++++ ARTICLE ++++

Note that even if your code would rely TypeId for these two types being different it would still need to actually use that difference.

And because you can only discover that difference at runtime this would mean that both sides of that if must accept both types.

To ensure that lifetimes actually affect the generated code you need to invent something that would affect something statically.

It's unclear whether this is achieveable or not. And without that this example is closer to comparison of function addresses (which may return true or false depending on how your crates are processed and what compiler options are used).

That's const fn typeid which would currently be unsound because the compiler doesn't agree with itself on which higher-ranked types are equal yet.

(I would view this as types affecting generated code and not lifetimes per se. The types in question are higher-ranked over lifetimes, but there are no actual inferred lifetimes involved; it's the constraints between the embedded lifetime parameters that determine the type, not any concrete lifetimes.)

Anyway, this conversation has strayed pretty far away from helping the OP. Sorry about that.

My point is that my enamplecode is a simple case of:

  1. Create an object. x in this case.
  2. Create a reference to that object, some_ref.
  3. Dispose of the object. By simply exiting the inner scope in this case.
  4. Using the reference to the now non-existent object.

In order to prevent something bad happening here the compiler has to keep the x in existence outside the scope, until the reference disappears. That requires adding allocations and a garbage collector. Or the compiler just says "no" and refuses to compile such code. Which brings us to the world of lifetimes in Rust. Or the compiler could just compile it and let the programer debug it later.

The up shot is that if we want robust code lifetime rules and checking change the generated code enormously as no allocations and garbage collector are required.

I can't tell what you are getting at there. Not including the borrow checker would leave us in the same situation as C, which is totally not fine.

I'm not sure what mrustc has got to do with it. As far as I can tell mrustc does not check lifetimes, it will happily compile the use of dangling pointers. As it says "it tends to assume that the code it's compiling is valid" as such it is not a complete Rust implementation.

Yes, yes, the types become implicit and still exist in the generated code. Which is why I said the type ascriptions become redundant.

Again, as I understand mrustc also complies non-Rust code. Stuff that actual Rust would reject.

Sure, but why is that relevant? You may consider it “extended” Rust.

  1. It compiles correct Rust programs correctly.
  2. And it also compiles some programs which are not valid Rust programs.

++++ LISTED RECORDS ++++

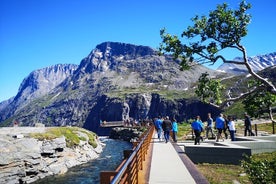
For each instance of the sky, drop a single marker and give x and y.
(35, 34)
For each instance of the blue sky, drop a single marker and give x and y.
(38, 33)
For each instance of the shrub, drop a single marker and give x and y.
(261, 170)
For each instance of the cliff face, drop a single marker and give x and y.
(113, 77)
(35, 85)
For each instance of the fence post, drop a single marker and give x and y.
(256, 130)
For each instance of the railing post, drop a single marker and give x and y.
(106, 176)
(256, 130)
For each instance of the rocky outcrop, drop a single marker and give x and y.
(24, 159)
(113, 78)
(37, 84)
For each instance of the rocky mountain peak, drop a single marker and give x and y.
(107, 55)
(124, 49)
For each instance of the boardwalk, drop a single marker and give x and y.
(168, 167)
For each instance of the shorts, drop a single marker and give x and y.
(220, 130)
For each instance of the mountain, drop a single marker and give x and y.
(37, 84)
(257, 63)
(115, 81)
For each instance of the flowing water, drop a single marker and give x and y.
(89, 173)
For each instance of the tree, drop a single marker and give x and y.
(204, 41)
(222, 30)
(209, 90)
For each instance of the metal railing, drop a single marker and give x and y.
(128, 170)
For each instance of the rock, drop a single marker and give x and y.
(26, 160)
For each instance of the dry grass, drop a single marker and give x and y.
(223, 174)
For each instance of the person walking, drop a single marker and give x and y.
(232, 129)
(225, 129)
(167, 126)
(174, 129)
(209, 127)
(247, 125)
(220, 126)
(158, 126)
(197, 127)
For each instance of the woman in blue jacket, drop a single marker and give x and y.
(174, 130)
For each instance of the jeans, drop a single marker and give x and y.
(159, 132)
(232, 134)
(197, 134)
(209, 129)
(167, 135)
(174, 136)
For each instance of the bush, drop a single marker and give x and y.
(261, 171)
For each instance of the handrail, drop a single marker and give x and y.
(129, 169)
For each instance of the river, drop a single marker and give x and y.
(89, 173)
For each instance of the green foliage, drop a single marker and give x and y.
(70, 134)
(208, 35)
(236, 109)
(209, 89)
(260, 170)
(258, 103)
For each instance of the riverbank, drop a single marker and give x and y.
(24, 159)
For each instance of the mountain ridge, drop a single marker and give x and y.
(112, 78)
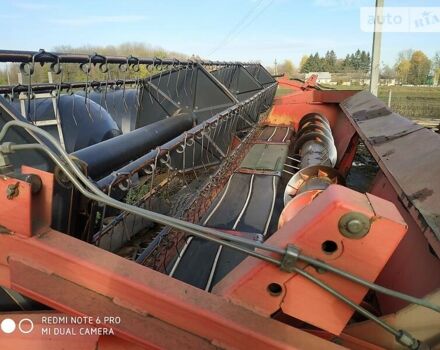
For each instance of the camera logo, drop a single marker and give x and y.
(25, 325)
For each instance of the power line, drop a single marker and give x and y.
(240, 26)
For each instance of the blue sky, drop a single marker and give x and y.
(262, 30)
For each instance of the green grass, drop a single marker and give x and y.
(410, 101)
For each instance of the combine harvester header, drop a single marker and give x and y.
(193, 209)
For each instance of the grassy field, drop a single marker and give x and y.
(414, 102)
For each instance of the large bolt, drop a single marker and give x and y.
(12, 191)
(354, 225)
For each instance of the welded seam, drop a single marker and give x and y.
(219, 202)
(213, 268)
(287, 133)
(274, 131)
(266, 227)
(180, 255)
(246, 203)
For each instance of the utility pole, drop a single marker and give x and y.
(377, 40)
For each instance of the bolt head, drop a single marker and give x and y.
(354, 226)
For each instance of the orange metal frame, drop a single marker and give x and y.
(156, 311)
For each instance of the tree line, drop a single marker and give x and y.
(411, 66)
(414, 67)
(358, 61)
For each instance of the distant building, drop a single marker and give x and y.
(387, 81)
(323, 77)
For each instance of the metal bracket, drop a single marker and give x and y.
(288, 263)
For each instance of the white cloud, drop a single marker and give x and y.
(92, 20)
(341, 3)
(31, 6)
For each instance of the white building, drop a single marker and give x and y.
(323, 77)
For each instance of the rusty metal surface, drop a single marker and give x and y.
(407, 153)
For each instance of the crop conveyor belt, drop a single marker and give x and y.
(244, 207)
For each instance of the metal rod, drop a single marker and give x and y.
(58, 57)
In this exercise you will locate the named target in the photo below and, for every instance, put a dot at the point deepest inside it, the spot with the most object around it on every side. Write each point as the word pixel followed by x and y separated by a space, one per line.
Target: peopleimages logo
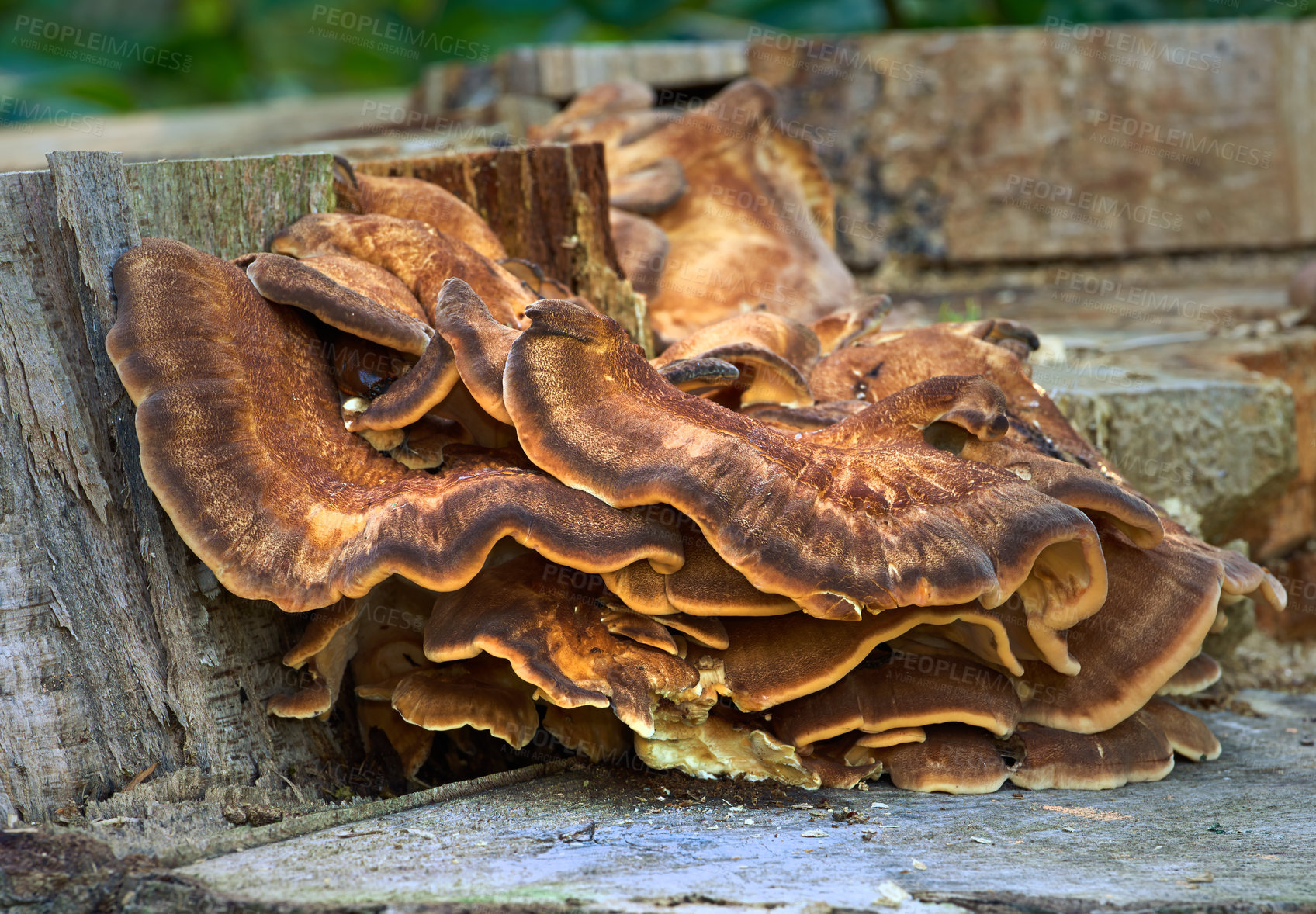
pixel 1104 43
pixel 23 115
pixel 47 37
pixel 380 34
pixel 832 60
pixel 1089 203
pixel 1141 133
pixel 739 119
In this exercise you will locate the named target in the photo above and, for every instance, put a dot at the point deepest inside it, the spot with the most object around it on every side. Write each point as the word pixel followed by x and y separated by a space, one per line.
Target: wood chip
pixel 141 776
pixel 890 895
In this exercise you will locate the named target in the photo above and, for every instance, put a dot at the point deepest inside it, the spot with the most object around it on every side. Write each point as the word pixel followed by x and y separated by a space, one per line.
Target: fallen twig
pixel 245 838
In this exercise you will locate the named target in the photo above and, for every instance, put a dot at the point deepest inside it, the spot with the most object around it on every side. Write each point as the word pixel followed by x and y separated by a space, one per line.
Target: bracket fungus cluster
pixel 791 546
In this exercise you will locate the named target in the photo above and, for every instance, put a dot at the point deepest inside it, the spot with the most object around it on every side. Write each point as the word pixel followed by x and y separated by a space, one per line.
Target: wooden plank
pixel 204 130
pixel 1064 141
pixel 559 71
pixel 549 206
pixel 111 658
pixel 229 206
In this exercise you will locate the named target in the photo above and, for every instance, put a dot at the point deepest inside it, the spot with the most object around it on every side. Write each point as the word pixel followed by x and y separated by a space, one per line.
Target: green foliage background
pixel 242 50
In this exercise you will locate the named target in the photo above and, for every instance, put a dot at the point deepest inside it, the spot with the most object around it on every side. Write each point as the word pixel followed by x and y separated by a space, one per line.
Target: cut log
pixel 120 654
pixel 549 206
pixel 117 650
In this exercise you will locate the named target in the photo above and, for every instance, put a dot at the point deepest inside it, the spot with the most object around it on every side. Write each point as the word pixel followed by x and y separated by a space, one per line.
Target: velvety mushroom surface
pixel 791 546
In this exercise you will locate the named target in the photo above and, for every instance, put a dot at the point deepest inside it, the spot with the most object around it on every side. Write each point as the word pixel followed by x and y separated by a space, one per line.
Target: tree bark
pixel 119 650
pixel 113 656
pixel 549 204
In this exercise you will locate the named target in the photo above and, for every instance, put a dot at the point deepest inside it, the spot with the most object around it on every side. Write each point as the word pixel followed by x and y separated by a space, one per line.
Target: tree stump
pixel 119 651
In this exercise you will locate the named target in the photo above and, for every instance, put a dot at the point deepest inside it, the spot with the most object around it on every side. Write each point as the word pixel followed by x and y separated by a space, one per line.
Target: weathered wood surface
pixel 559 71
pixel 1231 836
pixel 1061 141
pixel 549 206
pixel 203 130
pixel 111 658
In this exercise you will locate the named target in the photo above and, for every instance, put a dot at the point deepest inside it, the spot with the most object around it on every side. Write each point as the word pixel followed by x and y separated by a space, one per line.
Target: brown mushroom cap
pixel 909 691
pixel 325 647
pixel 1198 673
pixel 368 279
pixel 778 334
pixel 480 344
pixel 699 375
pixel 482 694
pixel 417 254
pixel 701 630
pixel 861 513
pixel 558 641
pixel 242 444
pixel 892 737
pixel 727 255
pixel 720 749
pixel 478 425
pixel 773 660
pixel 320 629
pixel 424 441
pixel 423 388
pixel 898 359
pixel 1161 605
pixel 1187 734
pixel 289 282
pixel 594 732
pixel 389 637
pixel 805 418
pixel 411 742
pixel 762 376
pixel 601 100
pixel 649 189
pixel 894 361
pixel 1134 750
pixel 952 759
pixel 845 327
pixel 705 586
pixel 424 202
pixel 642 250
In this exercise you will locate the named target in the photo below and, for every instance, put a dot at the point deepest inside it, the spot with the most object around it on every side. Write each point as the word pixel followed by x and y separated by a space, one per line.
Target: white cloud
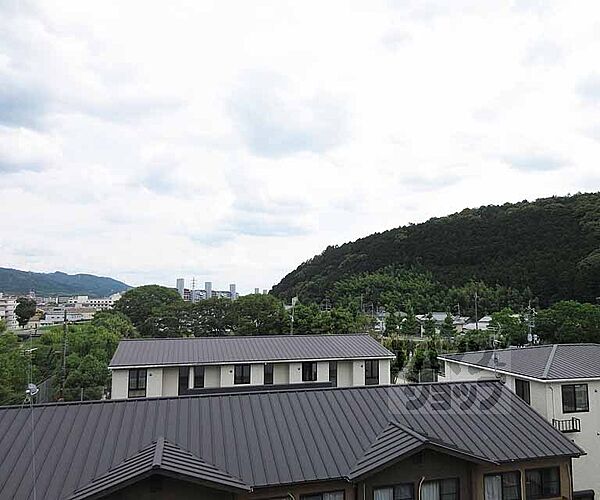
pixel 148 141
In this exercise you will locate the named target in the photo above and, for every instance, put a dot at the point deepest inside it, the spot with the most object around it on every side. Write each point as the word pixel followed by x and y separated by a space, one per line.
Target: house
pixel 171 367
pixel 482 324
pixel 457 441
pixel 438 318
pixel 560 381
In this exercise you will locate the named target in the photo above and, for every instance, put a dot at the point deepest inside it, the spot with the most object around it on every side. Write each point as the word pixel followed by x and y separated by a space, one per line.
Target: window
pixel 198 377
pixel 371 372
pixel 241 374
pixel 405 491
pixel 333 373
pixel 331 495
pixel 269 374
pixel 522 390
pixel 504 486
pixel 575 398
pixel 184 379
pixel 443 489
pixel 542 483
pixel 137 383
pixel 309 371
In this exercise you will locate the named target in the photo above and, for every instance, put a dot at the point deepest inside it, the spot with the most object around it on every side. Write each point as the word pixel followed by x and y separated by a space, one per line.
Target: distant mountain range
pixel 550 246
pixel 13 281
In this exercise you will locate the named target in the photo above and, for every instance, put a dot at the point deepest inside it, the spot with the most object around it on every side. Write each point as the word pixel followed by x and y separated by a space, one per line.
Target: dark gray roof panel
pixel 546 362
pixel 206 350
pixel 267 438
pixel 160 456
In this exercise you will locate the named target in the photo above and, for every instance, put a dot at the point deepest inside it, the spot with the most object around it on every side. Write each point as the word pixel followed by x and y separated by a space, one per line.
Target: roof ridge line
pixel 549 361
pixel 272 335
pixel 410 431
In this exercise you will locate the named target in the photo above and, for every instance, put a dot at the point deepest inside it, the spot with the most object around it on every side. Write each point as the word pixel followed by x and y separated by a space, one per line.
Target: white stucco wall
pixel 257 374
pixel 384 371
pixel 358 372
pixel 154 382
pixel 170 381
pixel 281 373
pixel 295 371
pixel 546 398
pixel 226 375
pixel 344 373
pixel 212 376
pixel 323 371
pixel 586 469
pixel 120 382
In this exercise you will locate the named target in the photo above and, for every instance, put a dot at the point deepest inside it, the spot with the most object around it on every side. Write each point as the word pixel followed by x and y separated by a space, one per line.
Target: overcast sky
pixel 232 140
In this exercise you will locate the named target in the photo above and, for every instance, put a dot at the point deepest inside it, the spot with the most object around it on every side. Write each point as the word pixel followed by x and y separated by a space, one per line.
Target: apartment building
pixel 560 381
pixel 7 311
pixel 180 366
pixel 359 443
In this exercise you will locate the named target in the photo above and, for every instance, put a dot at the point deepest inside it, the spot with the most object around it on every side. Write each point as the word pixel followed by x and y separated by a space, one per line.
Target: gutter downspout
pixel 420 486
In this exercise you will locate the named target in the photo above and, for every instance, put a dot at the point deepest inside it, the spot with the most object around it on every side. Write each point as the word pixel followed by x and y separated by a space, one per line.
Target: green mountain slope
pixel 13 281
pixel 551 246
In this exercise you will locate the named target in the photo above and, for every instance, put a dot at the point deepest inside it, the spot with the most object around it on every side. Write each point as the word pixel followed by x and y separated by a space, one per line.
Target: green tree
pixel 259 314
pixel 410 326
pixel 13 369
pixel 116 322
pixel 25 310
pixel 138 304
pixel 569 321
pixel 447 329
pixel 429 328
pixel 511 327
pixel 391 323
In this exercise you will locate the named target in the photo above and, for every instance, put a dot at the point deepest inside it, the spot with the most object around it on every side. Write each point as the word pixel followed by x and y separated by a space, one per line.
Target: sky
pixel 232 140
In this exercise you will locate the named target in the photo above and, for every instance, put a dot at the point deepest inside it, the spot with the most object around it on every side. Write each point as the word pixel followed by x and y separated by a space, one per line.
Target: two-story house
pixel 171 367
pixel 461 441
pixel 561 381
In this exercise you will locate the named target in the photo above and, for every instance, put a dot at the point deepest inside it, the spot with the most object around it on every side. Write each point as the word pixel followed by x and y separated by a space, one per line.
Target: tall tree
pixel 259 314
pixel 447 329
pixel 25 310
pixel 139 303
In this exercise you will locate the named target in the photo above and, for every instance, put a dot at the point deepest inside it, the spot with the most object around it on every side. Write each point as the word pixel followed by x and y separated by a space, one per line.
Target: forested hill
pixel 13 281
pixel 550 246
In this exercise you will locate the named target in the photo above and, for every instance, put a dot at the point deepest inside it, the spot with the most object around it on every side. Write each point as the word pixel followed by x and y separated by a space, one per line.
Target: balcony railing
pixel 572 424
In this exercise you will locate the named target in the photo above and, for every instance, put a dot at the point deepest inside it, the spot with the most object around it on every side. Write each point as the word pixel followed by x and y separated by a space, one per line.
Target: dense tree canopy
pixel 139 303
pixel 549 249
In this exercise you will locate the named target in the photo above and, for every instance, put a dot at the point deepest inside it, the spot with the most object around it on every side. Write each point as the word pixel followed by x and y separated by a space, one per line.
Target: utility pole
pixel 64 364
pixel 476 313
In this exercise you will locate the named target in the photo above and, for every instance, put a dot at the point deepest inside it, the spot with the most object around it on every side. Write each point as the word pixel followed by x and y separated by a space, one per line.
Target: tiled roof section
pixel 396 442
pixel 236 349
pixel 265 438
pixel 545 362
pixel 160 456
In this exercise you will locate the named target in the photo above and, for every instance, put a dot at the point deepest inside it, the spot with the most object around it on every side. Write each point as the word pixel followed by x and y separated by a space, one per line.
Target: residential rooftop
pixel 255 440
pixel 544 362
pixel 245 349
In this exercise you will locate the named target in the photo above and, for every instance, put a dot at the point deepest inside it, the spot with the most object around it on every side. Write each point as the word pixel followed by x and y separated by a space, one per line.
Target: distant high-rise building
pixel 181 286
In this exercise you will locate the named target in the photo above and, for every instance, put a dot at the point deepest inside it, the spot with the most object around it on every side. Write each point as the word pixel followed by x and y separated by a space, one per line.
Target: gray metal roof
pixel 160 457
pixel 545 362
pixel 230 349
pixel 267 438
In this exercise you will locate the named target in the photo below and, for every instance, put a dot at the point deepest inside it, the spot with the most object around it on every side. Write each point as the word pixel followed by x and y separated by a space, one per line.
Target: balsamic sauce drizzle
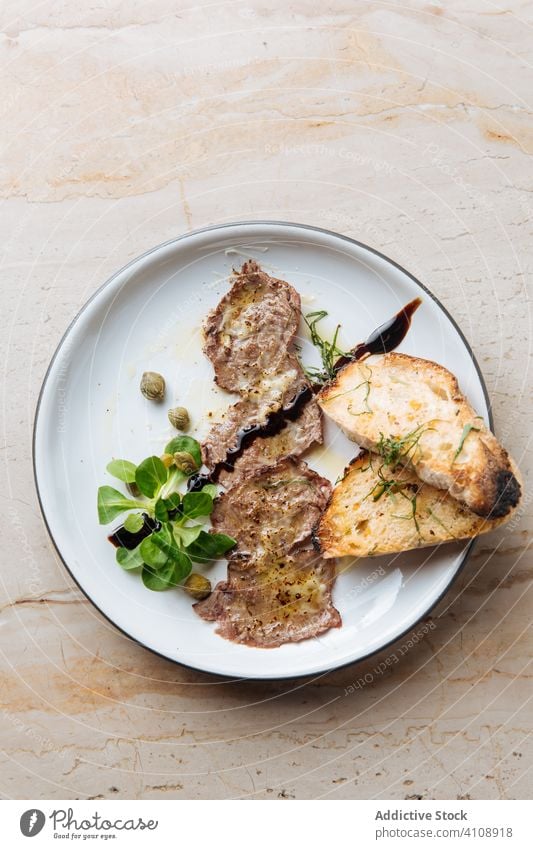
pixel 385 338
pixel 275 422
pixel 126 539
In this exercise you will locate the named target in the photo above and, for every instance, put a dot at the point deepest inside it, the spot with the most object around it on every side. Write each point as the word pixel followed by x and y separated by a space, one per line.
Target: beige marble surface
pixel 407 126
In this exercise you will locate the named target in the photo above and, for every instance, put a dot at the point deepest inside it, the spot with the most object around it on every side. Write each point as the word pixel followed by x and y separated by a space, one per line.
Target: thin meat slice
pixel 270 601
pixel 292 440
pixel 255 431
pixel 247 336
pixel 274 510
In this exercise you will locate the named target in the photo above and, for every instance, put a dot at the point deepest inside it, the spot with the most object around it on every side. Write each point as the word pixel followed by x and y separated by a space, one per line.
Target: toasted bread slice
pixel 412 412
pixel 379 510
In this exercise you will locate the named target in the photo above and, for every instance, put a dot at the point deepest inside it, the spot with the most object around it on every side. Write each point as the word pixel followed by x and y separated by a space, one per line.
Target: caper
pixel 198 586
pixel 185 462
pixel 179 418
pixel 153 386
pixel 167 460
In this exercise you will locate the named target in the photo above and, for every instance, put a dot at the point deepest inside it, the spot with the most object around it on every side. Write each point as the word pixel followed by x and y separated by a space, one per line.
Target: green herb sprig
pixel 329 351
pixel 466 430
pixel 164 557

++++

STATED PROBLEM 1:
Please rewrite the paragraph of the Rust lifetimes discussion beginning "In order to prevent something bad happening here" as a short list, keeping its main facts.
STATED PROBLEM 2:
Answer these questions from the Rust lifetimes discussion:
(a) What does mrustc tend to assume about the code it compiles?
(b) Why would const fn typeid currently be unsound?
(c) Leaving out the borrow checker would put us in the same situation as which language?

CORRECT RESULT 1:
To keep anything bad from happening, the compiler can:
- keep x in existence outside the scope until the reference disappears, which requires adding allocations and a garbage collector;
- say "no" and refuse to compile such code, which leads to lifetimes in Rust;
- compile the code anyway and let the programmer debug it later.

CORRECT RESULT 2:
(a) It tends to assume that the code is valid.
(b) The compiler doesn't yet agree with itself on which higher-ranked types are equal.
(c) C.